• [Extracted text]

It may not be your classic predicament, but it was Susan Lyne’s predicament nonetheless: how to revive your brand when the primary component of that brand is just out of prison.
“Martha was enormously valuable to us in jump-starting the company’s business again,” said Ms. Lyne, president and CEO of Martha Stewart Living Omnimedia, which publishes Martha Stewart Living magazine. She said that while the magazine remains “the nucleus of the company in that everybody takes from Martha Stewart Living what is valuable to their piece of the business,” the comeback was hinged on getting back on TV.
Ms. Stewart was back on TV with two shows mere months after her release from the federal pen nicknamed “Camp Cupcake” in an inmate-made poncho that instantly became a best-seller.
Ms. Lyne works for a company that produces 40 shades of gray paint and is emerging from a very dark time that included its namesake’s endlessly chronicled trial, prison stint and house arrest for lying to federal investigators. But Ms. Lyne has a decidedly rosy outlook. Even as she focuses intently on her evolving list of things to do-including tasks such as aggregating and mining the Martha Stewart libraries on the Internet, expanding and upscaling Martha Stewart’s merchandising options and catering to increased interest in a broader definition of crafts-Ms. Lyne ticks off short-term goals achieved in the year since she took over MSLO.
“We had to bring advertisers back. We had to get back on television. I had to bring in some strong management because there were some jobs that had not been filled. And we had to leverage our assets to jump-start some new businesses,” said Ms. Lyne, who also said that if MSLO were a sunburst, Martha Stewart Living magazine is the central core.
While analysts “look at it as a barometer, they don’t realize the impact it has on all the other businesses,” Ms. Lyne said.
So it’s important, as well as telling, that “renewal rates are the highest they’ve ever been, and direct mail response rates are the highest they’ve ever been and above the industry norms. It’s amazing to have single-copy sales up. So clearly the reader is deeply satisfied with what they’re getting-and we’ve raised the subscription price to $24.95,” Ms. Lyne said. “I think that’s partly the reason advertisers came back.”

[Stored dataset items]
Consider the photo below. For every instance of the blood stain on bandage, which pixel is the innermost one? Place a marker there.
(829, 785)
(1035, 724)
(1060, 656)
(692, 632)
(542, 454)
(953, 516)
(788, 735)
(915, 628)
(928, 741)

---

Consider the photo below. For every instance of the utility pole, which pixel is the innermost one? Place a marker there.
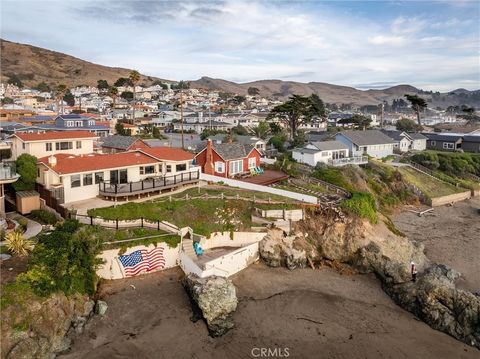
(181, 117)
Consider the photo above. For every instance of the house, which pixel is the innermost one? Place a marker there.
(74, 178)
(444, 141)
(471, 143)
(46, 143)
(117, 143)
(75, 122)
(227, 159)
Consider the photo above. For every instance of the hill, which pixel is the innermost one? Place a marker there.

• [What you will do]
1) In the article on Martha Stewart Living Omnimedia, copy the passage that begins at the words "Ms. Stewart was" and stops after "became a best-seller.".
2) Using the article on Martha Stewart Living Omnimedia, decide whether each statement agrees with it, giving yes or no and quoting the words that settle it: (a) Ms. Lyne's company produces 40 shades of gray paint. (b) The magazine lowered its subscription price to $24.95. (c) Ms. Lyne had run MSLO for several years at the time of the interview.
3) Go on with the article about Susan Lyne and Martha Stewart Living Omnimedia, picking up after its final sentence.

• [Answers to the problems]
1)
Ms. Stewart was back on TV with two shows mere months after her release from the federal pen nicknamed “Camp Cupcake” in an inmate-made poncho that instantly became a best-seller.

2)
(a) Yes: "a company that produces 40 shades of gray paint"
(b) No: "we’ve raised the subscription price to $24.95"
(c) No: "in the year since she took over MSLO"

3)
For the third quarter of 2005, MSLO reported that publishing revenues were up 24 percent, largely because of increased advertising, increased advertising rates and increased circulation; TV revenues were up 54 percent; and merchandising revenues were up 4 percent.
In daytime, “Martha” debuted live in September. According to Nielsen Media research data, it averaged a 1.9 weighted household rating in metered markets for the last full week of the November sweeps, the best showing since the premiere, increasing 20 percent over the previous week and hitting a season high 1.2 rating among women 25 to 54.
“I think we can get it to a 2. That will make it a nicely profitable show for us,” Ms. Lyne said.
In prime time this year, “The Apprentice: Martha Stewart” did not boost its star’s star, drawing only 6.6 million viewers on average and notice that it will not return for a sophomore season.
“It’s absolutely true that we never anticipated an extension. It was going to be valuable to us to jump-start the business. But even if it had been very successful, Martha’s time is better spent on the business and not on a prime-time television show,” Ms. Lyne said. “That said, I think that the combination of built-up expectations for the show and a performance that didn’t meet those expectations clearly hurt us in some public relations [sense].”
Nevertheless, Ms. Lyne encounters young women who are clamoring to see Ms. Stewart these days and said, “I think that in the long run that [“Apprentice”] exposure to a new audience will be very valuable to the company. Those are people I know were turned on to Martha by ‘The Apprentice.'”
Reality king Mark Burnett is executive producer of “Martha” (which is a property of MSLO) and “The Apprentice” (in which MSLO has no financial stake or voice). Mr. Burnett was granted 2.5 million shares of MSLO stock. According to MSLO’s third-quarter report, 1.7 million of those shares will have vested by the end of this year.
Ms. Lyne said she could not say whether the rest will vest in 2006 or 2007.
Ms. Lyne said Mr. Burnett’s role on “Martha” will not be diminished by her recent hiring of former ABC and NBC daytime executive Sheraton Kalouria. As president of television for MSLO, Mr. Kalouria will oversee MSLO’s current programming, but he also will be responsible for MSLO’s program development (already in preproduction is a 13-episode series about women making over their lives and homes, and a commitment from Style network for four original wedding specials) and DVD business.
“The Internet is a huge priority for us. We know the opportunities we have on the Internet we’ve barely tapped,” Ms. Lyne said. “Given where ad dollars are going and where consumers’ time is going, it has to be a huge priority for the company. We are better positioned to create the ultimate site for home and lifestyle than anybody.”
She said MSLO has unfettered rights to all of its print, TV and design libraries, except for some photography, an element that “is a little tricky because we don’t want to buy things we might not use. Also, we can tie video to all our stuff too,” said Ms. Lyne, who suggested that “a year from now, look again at our Internet site and our Internet business. It will be very different.”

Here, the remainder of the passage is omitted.